» Materials provided
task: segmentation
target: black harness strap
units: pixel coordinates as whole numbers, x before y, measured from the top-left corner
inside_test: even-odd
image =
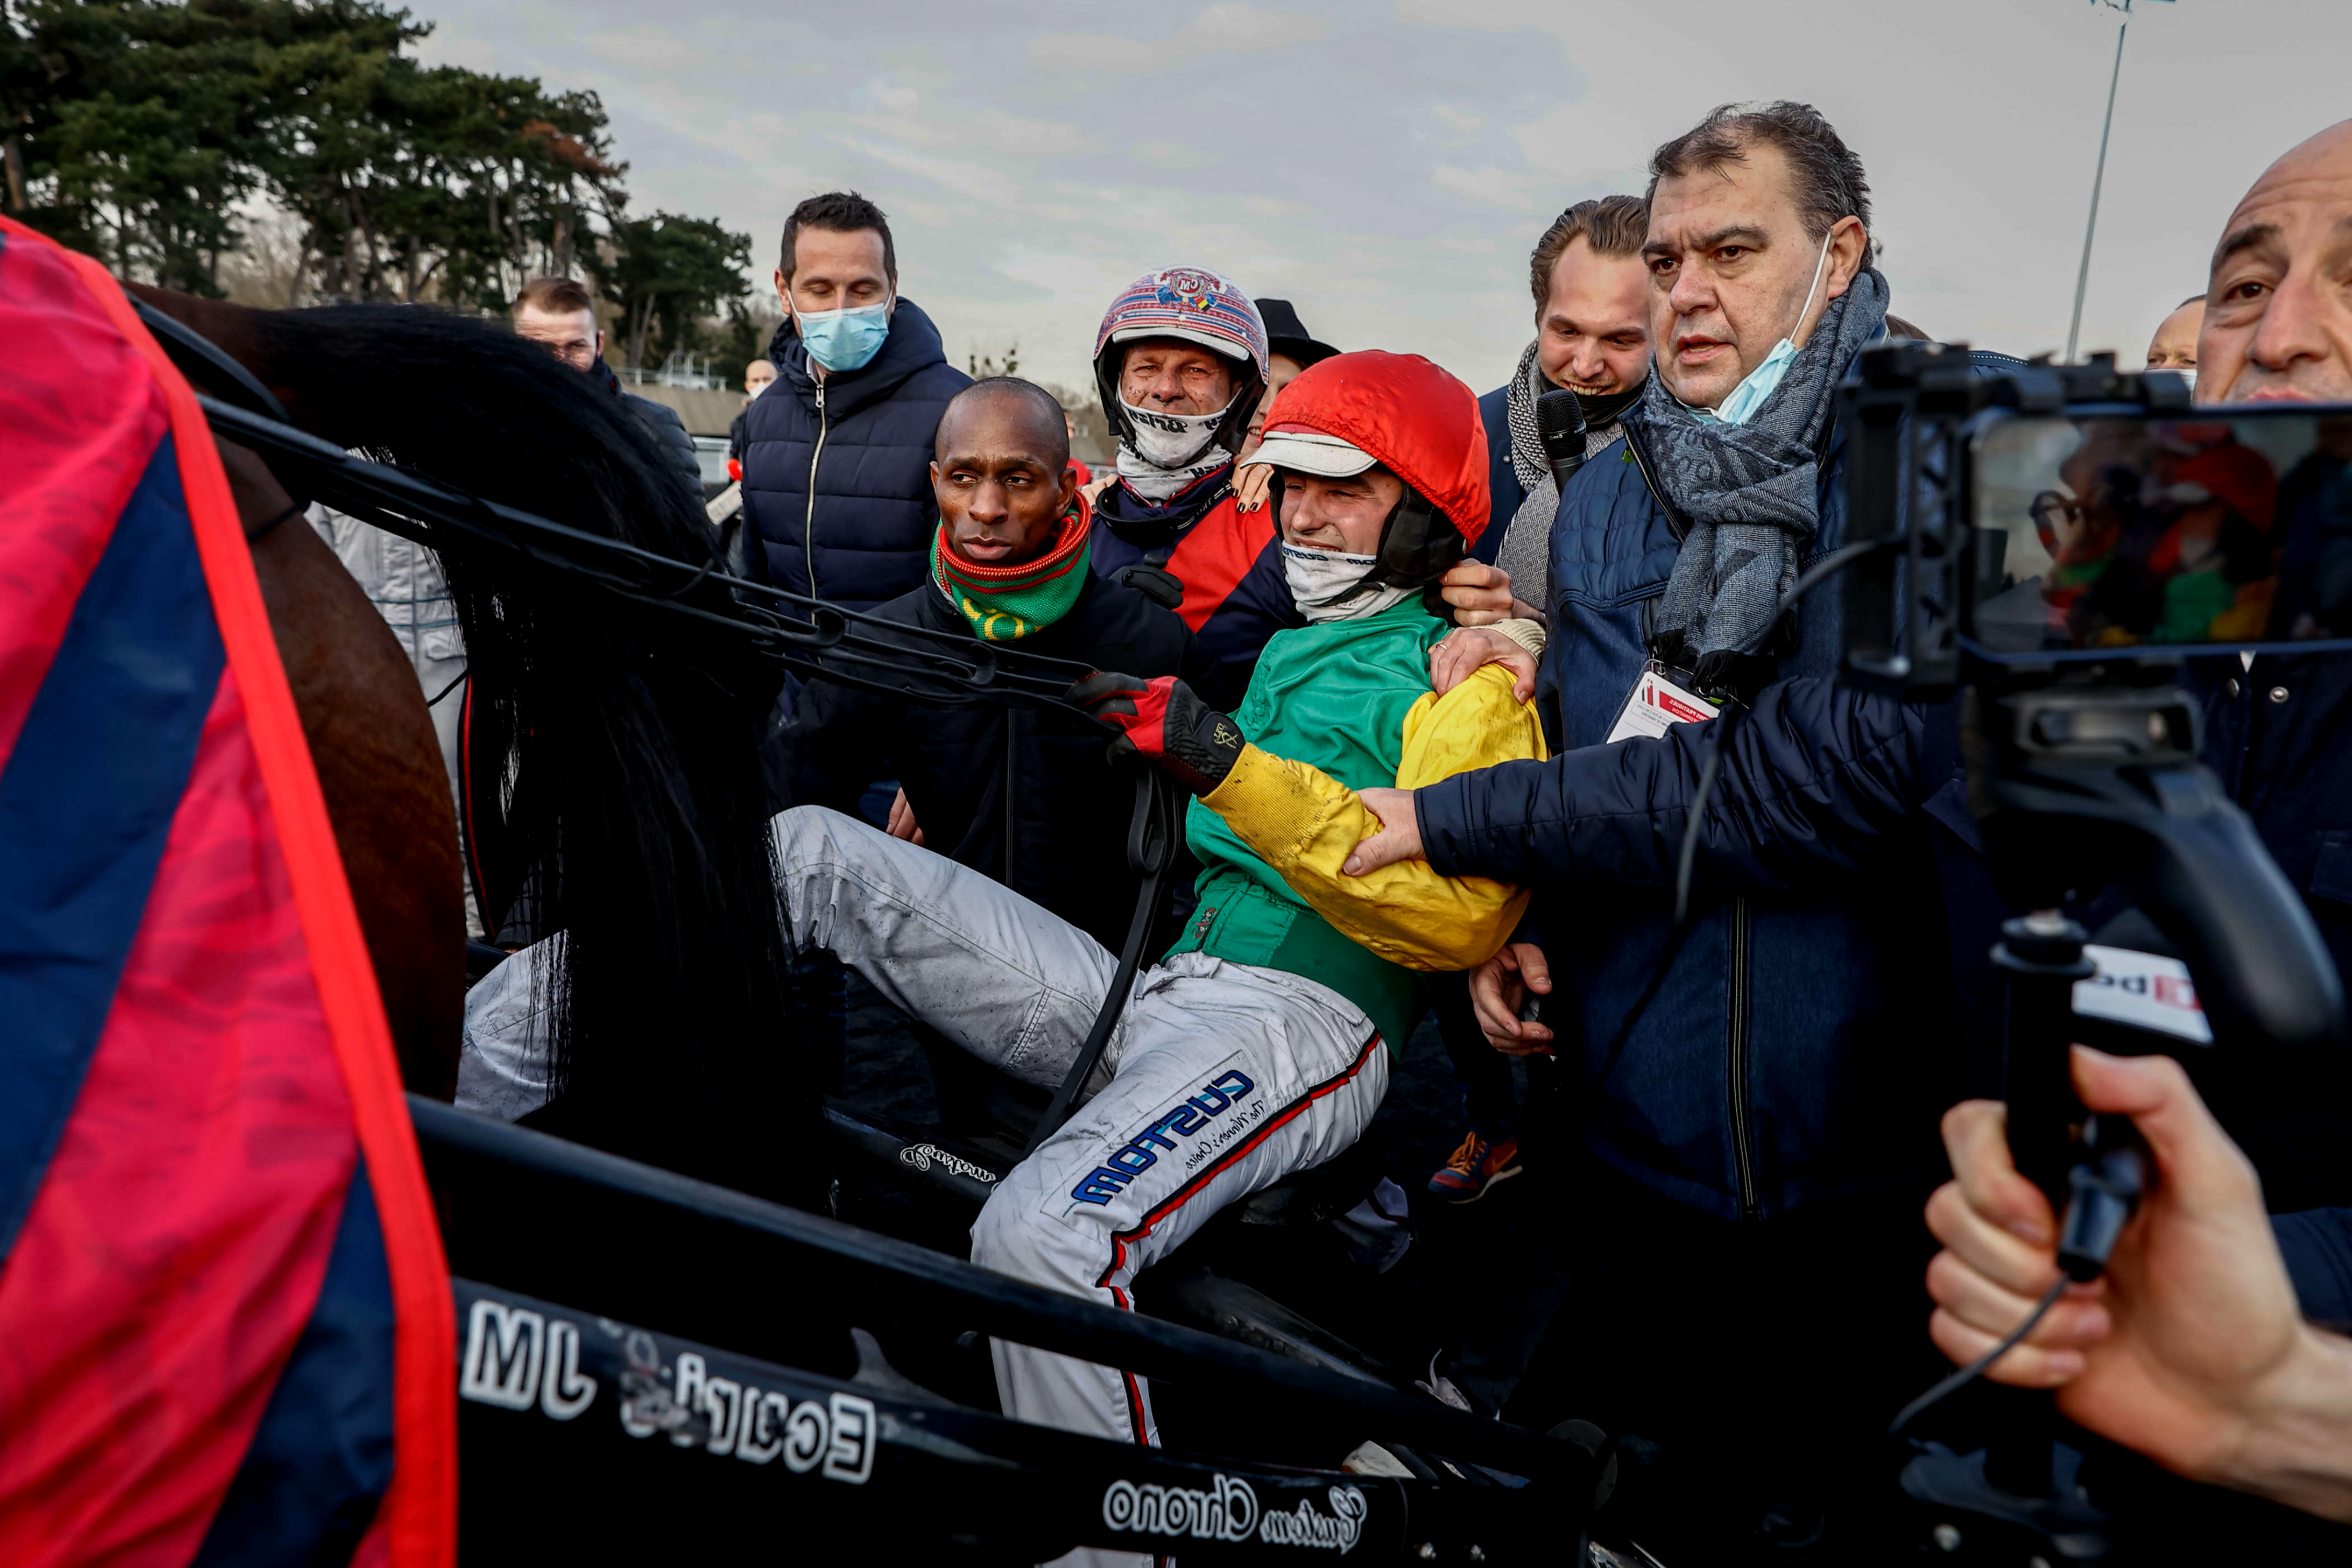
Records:
[[[173,321],[144,300],[132,300],[131,308],[139,312],[140,324],[155,334],[156,344],[180,367],[181,374],[203,382],[226,395],[230,402],[266,415],[280,425],[294,423],[287,416],[286,405],[278,401],[278,395],[262,385],[258,377],[231,359],[210,338]]]
[[[1143,963],[1143,944],[1151,935],[1152,917],[1160,912],[1160,896],[1167,886],[1168,868],[1176,860],[1175,793],[1174,782],[1158,768],[1146,768],[1136,777],[1135,815],[1127,825],[1128,868],[1143,878],[1143,886],[1135,895],[1135,919],[1127,928],[1127,943],[1119,949],[1118,968],[1111,974],[1110,990],[1103,996],[1102,1011],[1095,1015],[1095,1026],[1087,1032],[1086,1044],[1078,1047],[1077,1058],[1063,1076],[1062,1087],[1054,1091],[1054,1103],[1037,1119],[1037,1130],[1029,1135],[1029,1147],[1022,1151],[1024,1159],[1035,1153],[1037,1146],[1060,1131],[1062,1123],[1070,1119],[1078,1091],[1094,1076],[1095,1064],[1102,1060],[1103,1051],[1110,1045],[1111,1030],[1118,1026],[1119,1015],[1127,1011],[1128,993],[1135,989],[1135,972]]]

» Task objective
All lines from the one containing "units: pixel coordinates" through the end of the data are to be restated exactly, with nothing else and without the pictures.

» Task answer
units: pixel coordinates as whole numbers, x before y, measured from the top-left corner
inside_test: even-odd
image =
Records:
[[[173,321],[144,300],[132,300],[131,308],[139,312],[140,324],[155,334],[156,344],[180,367],[181,374],[203,382],[226,395],[230,402],[266,415],[280,425],[294,423],[287,416],[286,405],[278,401],[278,395],[262,385],[258,377],[231,359],[210,338]]]
[[[1143,963],[1143,944],[1151,935],[1152,917],[1160,912],[1160,896],[1167,886],[1168,868],[1176,860],[1175,793],[1174,782],[1158,768],[1146,768],[1136,777],[1135,815],[1127,825],[1128,868],[1143,878],[1143,886],[1135,895],[1135,919],[1127,928],[1127,943],[1119,949],[1118,968],[1111,974],[1110,990],[1103,996],[1102,1011],[1095,1015],[1095,1026],[1087,1032],[1086,1044],[1078,1047],[1077,1058],[1063,1076],[1062,1087],[1054,1091],[1054,1103],[1037,1119],[1037,1130],[1029,1135],[1029,1147],[1022,1151],[1024,1159],[1035,1153],[1037,1146],[1060,1131],[1062,1123],[1070,1119],[1078,1091],[1094,1076],[1095,1064],[1102,1060],[1103,1051],[1110,1045],[1111,1030],[1118,1026],[1119,1015],[1127,1011],[1128,993],[1135,989],[1135,972]]]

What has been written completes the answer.